And this is the problem with such a violent ideology. Whether you want to focus in on the influence of general authoritarianism, fascism, or white supremacy. The violence inherent in these hateful perspectives seeps out in ways that even proponents of this worldview can’t contain. And they end up hurting bystanders, targets, and even each other in some truly tragic ways.
Normalizing and centering violence (and even fascism straight up) — and celebrating its expression through state agents like the police — is toxic in a way that sometimes hurts the believer just as much as the targets. For an example of this toxicity at work, we can look at how fascist shittiness has leaked into the treatment of fascist and far-right women.
I wanted to first talk about the differences in treatment between these protestors — domestic terrorists? — and those involved in the uprisings over the summer, because I think the comparison reveals something important about how white supremacist assumptions function in american political life. But the similarities are also revealing. Including the eventual use of deadly force by the police. And it does reveal — as much as we may want to shy away from the comparison — that these people are still active, still angry, and ready to fight. Just like many of us. This means, unfortunately, we need to keep being ready to fight. As the Biden camp (and establishment Republicans) try to play up the chaos, fringiness, and “anarchistic” nature of these would-be terrorists, and get ready to impose “business as usual,” we have a challenge on multiple fronts. And the establishment is nowhere near ready to actually deal with the deep rifts in american political culture.
The key takeaway is that if these people really are ready to get violent, then the decades of built up political tension in this country may give way to violence repeatedly, continually, and unexpectedly. Right wing terrorists favor lone wolf attacks — which are hard to predict and can be devastating. States, you might note, are especially bad at dealing with this kind of attack. And the terror of the state in response will just add fuel to the fire, and blood to the well, while failing to solve the root problem of incipient fascism on the american far right.

Supplied data

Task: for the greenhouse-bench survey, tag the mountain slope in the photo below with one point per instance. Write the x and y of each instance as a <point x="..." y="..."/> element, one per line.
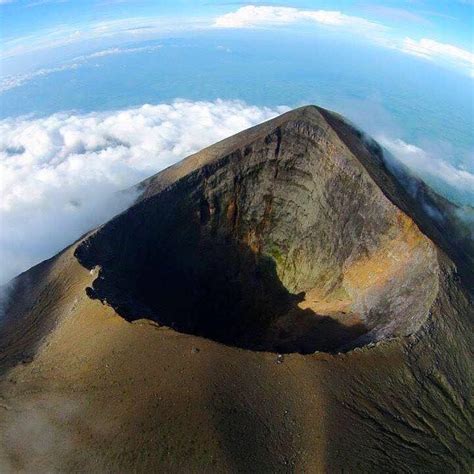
<point x="275" y="302"/>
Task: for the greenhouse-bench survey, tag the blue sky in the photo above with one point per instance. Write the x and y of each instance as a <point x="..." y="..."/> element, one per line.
<point x="96" y="95"/>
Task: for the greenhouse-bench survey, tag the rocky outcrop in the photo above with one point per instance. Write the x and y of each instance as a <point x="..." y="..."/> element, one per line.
<point x="295" y="237"/>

What is needed
Take the essay on far-right violence and state power further, starting after its last sentence.

Written reply
When you can’t stand to look at the racist history of this country and the offshoots of far right fuckery that have come out of that tradition, you can’t effectively see the real threats. We have a national political blindspot, and it’s literally killing us. It seems this pattern will likely continue as the Biden Dems have no intention of looking at it — Biden, you may remember was instrumental in the passage of key 1990s mandatory minimum laws, among other racist policies. And the Republican leadership has proved toothless and worthless, over and over again. Plus, any attempt to “address the violence” by centrist Dems is certain to come down on anarchists and other radical leftists as well. We know they love a false equivalence!
So, while this one failed and Biden will likely take the reigns on January, 20th, we should acknowledge that the fascists in this country are still quite emboldened, have a large (enough) following, and do seem ready to actually fight. 2020 may be over, but there’s a lot yet to come.
* The National Guard was deployed later in the day, and the New York Times has confirmed the timeline that they were only deployed after the group had overtaken the capitol and police were clearing them. In fact, the National Guard was not deployed by Trump as would happen under normal circumstances for the capital, but by Mike Pence after Trump refused to deploy them multiple times.